WORK ITEM: Print every entry again exactly, with no pictures.

SUPPLIED MATERIAL:
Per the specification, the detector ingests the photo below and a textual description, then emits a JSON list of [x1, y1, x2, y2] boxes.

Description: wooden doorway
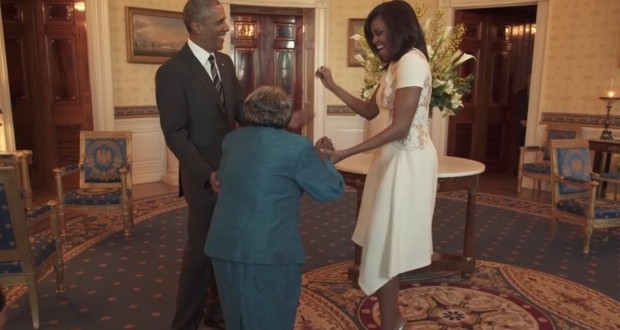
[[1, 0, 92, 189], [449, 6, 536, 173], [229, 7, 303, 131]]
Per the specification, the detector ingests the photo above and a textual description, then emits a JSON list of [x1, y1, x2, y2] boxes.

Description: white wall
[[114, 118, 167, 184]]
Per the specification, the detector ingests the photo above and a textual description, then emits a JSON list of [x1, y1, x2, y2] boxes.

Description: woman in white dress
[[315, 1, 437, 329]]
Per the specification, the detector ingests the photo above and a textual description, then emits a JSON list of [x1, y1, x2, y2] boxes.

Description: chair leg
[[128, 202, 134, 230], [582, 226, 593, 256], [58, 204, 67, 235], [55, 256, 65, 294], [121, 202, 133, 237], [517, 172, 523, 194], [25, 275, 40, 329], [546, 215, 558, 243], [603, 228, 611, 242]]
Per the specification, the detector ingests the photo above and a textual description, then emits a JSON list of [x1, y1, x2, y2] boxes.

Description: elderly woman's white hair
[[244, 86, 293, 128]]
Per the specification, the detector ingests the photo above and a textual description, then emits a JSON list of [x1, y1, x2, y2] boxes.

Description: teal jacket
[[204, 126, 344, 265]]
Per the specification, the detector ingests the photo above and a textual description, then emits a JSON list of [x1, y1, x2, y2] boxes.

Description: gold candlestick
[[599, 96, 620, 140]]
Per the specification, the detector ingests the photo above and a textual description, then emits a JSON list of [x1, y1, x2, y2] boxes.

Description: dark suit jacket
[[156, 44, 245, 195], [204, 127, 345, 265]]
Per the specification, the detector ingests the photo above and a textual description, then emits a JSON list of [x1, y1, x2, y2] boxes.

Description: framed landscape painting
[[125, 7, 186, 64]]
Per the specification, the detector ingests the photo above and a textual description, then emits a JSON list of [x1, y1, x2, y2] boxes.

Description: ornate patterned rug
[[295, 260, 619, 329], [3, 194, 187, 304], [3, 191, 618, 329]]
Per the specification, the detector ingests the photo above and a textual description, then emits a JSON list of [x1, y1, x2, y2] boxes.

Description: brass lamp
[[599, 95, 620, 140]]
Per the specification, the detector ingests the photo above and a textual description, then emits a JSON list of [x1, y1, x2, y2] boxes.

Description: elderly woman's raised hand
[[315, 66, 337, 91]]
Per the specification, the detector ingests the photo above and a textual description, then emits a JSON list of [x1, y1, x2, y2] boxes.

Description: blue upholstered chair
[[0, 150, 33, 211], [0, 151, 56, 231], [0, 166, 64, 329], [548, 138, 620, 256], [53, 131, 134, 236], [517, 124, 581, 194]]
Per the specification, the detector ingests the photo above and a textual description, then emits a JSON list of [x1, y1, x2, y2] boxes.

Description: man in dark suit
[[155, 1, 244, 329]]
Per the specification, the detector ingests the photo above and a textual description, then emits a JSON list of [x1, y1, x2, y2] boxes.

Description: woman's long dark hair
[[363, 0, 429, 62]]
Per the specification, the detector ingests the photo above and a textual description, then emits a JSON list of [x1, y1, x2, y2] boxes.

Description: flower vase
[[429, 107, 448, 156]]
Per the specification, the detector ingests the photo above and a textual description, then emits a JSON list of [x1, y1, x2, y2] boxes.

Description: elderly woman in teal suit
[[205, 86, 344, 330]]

RESULT:
Per the specification, the detector ingests the photo below and a textual description, then emits a JSON list of [x1, y1, x2, y2] boxes.

Description: wooden doorway
[[1, 0, 92, 189], [449, 6, 536, 173], [229, 7, 303, 131]]
Per the specification, the detector ingests the photo above and a textual description, then emits a JSON list of [x1, y1, x2, y2] boxes.

Description: white wall
[[114, 118, 167, 184]]
Per the specification, the detector ingests the photo above and a textual description, then emits a JSON list of [x1, y1, x2, y2] boxes.

Description: woman in white dress
[[315, 1, 437, 329]]
Per the specification, the detector ingests the photo above and a textual description, then emits a JSON list of [x1, y1, x2, y2] boxes.

Description: chair leg
[[128, 202, 134, 230], [582, 226, 593, 256], [58, 204, 67, 235], [55, 256, 65, 294], [121, 202, 133, 237], [517, 172, 523, 194], [25, 275, 40, 329], [546, 215, 558, 243], [603, 228, 611, 242]]
Per the specification, the detector ingests the photo above and a textual description, then emits a JSON list of [x1, y1, x2, y2] boxes.

Description: elderly woman's white hair
[[244, 86, 293, 128]]
Per the specification, the detector ingests the photo above and a textual description, then emits a JSON list of [x1, y1, x2, y2] boxes.

Description: teal jacket
[[204, 126, 344, 265]]
Per the specification, the detector ingests the photo above and a textual description, then emits a JSON list of [x1, y1, x2, y2] boxes.

Description: gold candlestick
[[599, 96, 620, 140]]
Per the specification, the detector ingests the photo above and a textual description, then emits a JSON list of [x1, y1, x2, y2] boxes.

Description: dark suit jacket
[[156, 44, 245, 195], [204, 127, 345, 265]]
Per the specification, the detector ingests the photo above and a textual description, then emits a JSON list of [x1, y1, x2, y2] boxes.

Description: framed landscape painting
[[125, 7, 186, 64]]
Per the specification, the detector ingests the photo above and a textual description, then emits a JSON list of [x1, y1, x2, y2] boxes.

Description: ornate patterned rug
[[295, 260, 619, 329], [3, 194, 187, 304], [3, 191, 618, 329]]
Per the specification, the detector ingests the photo above and a textual description, then emits a JSON list of [x1, y1, x2, y2] boxes.

Description: brass lamp
[[599, 95, 620, 140]]
Per the specification, the detector ingests the photo above and a textual description, then emits a JSON list of [x1, y1, x2, y2] boxes.

Description: elderly woman's raised hand
[[315, 66, 337, 91]]
Per the specification, the detector ingests the photo above and a textual description, then emits a JSON list of [x1, y1, x2, y2] boxes.

Description: blue upholstered chair
[[0, 150, 33, 211], [0, 151, 56, 231], [0, 166, 64, 329], [548, 138, 620, 256], [53, 131, 134, 236], [517, 124, 581, 194]]
Per the specification, the detector ingests the photo above and a textual description, then emits a JSON list of [x1, y1, x2, y2] boxes.

Description: man in dark suit
[[155, 1, 244, 329]]
Per the specification, the detector ingests the photo above and a textual description, then emits a JSON list of [x1, y1, x2, y2] boxes.

Description: woman's long dark hair
[[363, 0, 429, 62]]
Per the specification, the detector ingests the photo above and a textual description, then emits a JSON list of [x1, y1, x2, y2] boxes.

Description: flower vase
[[429, 107, 448, 156]]
Per the specification, the detector ingests the photo above and a textual description, then emits a JSON list of [x1, y1, x2, y2] boxes.

Description: elderly woman in teal suit
[[205, 86, 344, 330]]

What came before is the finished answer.